• **GIVEN PROBLEM**
In the comments on Soviet industrial design, how did people mostly regard Soviet industrial looks?

• **TEXT BLOCK**

It's still a mystery to me whether this country had actual industrial design in the Soviet era—I guess it should've had economic research at least. But Soviet industrial looks were mostly regarded as ‘ugly but functional’ by the folks.
IMO it's only now that pre-digital hardware looks appealing, through the nostalgia for ‘simpler times’. What with onscreen controls emulating bulky knobs, buttons and displays of e.g. hifi equipment and 80s' synths.
The ortholinear keyboard would be notable, if again it had any basis in reality aside from the ‘йцукенг’ Cyrillic layout—which however has punctuation cast away beyond reach.
Ugly but functional might be the way of the future!
Game controllers are the perfect example of ergonomically-tuned physical controls with sleek looks. And afaik the US military uses Xbox controllers in drone control or something like that.
Something like a braille-capable touchscreen would already be a great improvement (concept art: [1][2])
This is technically 2.5D, and 3D would be even better (imagine a screen which can grow a joystick!).
While 3D-shape-shifting screens don't seem to exist even in SciFi, 2.5D displays are already being worked on, and would be a huge step up.
[1] https://www.yankodesign.com/2017/01/26/touchscreen-how-about...
[2] https://www.popsci.com/new-touch-screen-design-could-display...
It was a really good read!
Being able to replace a physical station seems a great benefit in a warship.

Rows from a dataset:
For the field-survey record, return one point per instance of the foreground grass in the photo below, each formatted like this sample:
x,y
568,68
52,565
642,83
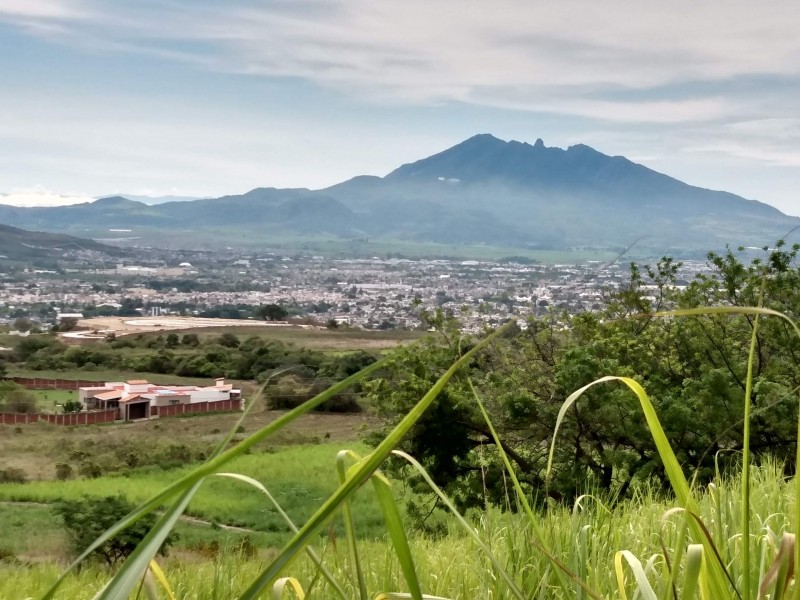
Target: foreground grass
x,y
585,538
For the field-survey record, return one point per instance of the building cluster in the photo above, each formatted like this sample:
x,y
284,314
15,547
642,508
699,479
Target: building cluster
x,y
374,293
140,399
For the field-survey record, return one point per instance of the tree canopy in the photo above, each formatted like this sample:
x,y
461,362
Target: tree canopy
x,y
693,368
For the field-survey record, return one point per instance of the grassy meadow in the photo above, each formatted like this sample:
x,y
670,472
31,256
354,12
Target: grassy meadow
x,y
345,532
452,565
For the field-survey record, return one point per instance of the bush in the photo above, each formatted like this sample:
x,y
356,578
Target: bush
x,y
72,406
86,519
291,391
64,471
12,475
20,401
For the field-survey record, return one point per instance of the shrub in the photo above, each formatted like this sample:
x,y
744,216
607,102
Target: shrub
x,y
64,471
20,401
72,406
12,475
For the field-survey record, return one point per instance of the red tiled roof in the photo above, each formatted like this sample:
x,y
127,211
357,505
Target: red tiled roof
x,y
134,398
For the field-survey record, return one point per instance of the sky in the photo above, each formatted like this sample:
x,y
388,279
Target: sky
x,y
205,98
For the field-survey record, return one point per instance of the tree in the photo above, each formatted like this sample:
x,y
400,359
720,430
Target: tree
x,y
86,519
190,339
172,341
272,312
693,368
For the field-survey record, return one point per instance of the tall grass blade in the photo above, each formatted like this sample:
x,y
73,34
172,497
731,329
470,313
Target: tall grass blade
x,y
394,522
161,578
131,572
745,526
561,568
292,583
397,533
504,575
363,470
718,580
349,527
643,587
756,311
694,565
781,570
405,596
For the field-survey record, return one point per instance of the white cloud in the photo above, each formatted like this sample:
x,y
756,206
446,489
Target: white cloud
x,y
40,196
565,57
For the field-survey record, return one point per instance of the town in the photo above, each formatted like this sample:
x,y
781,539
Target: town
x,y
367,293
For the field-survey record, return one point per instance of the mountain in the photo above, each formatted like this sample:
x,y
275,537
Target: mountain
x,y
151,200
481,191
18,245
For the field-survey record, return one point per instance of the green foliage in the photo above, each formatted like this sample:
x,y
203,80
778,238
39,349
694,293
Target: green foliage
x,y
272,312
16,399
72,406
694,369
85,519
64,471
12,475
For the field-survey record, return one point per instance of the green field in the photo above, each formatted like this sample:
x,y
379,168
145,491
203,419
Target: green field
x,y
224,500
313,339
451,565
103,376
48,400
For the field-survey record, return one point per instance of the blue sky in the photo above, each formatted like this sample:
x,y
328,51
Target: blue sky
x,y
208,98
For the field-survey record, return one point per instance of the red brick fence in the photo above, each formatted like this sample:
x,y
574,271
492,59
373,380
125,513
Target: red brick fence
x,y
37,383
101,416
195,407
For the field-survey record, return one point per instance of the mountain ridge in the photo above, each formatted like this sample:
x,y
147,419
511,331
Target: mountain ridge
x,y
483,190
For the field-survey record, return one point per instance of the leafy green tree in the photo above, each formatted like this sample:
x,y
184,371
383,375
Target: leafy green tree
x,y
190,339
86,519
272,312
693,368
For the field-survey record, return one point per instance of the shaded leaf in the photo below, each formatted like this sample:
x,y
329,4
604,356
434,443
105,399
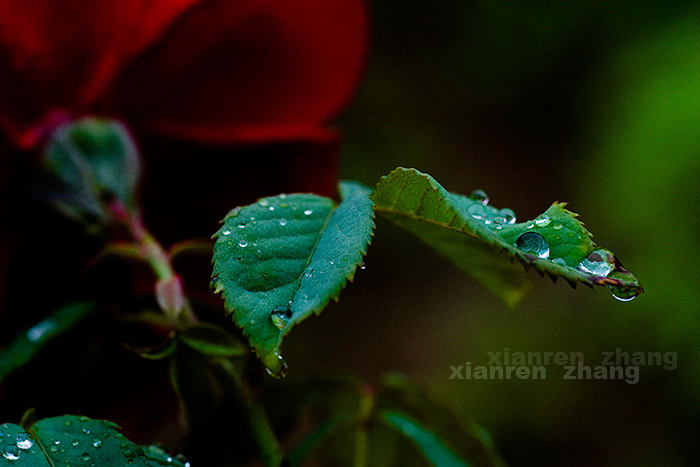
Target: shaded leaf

• **FINISHED EXERCISE**
As "ugly but functional."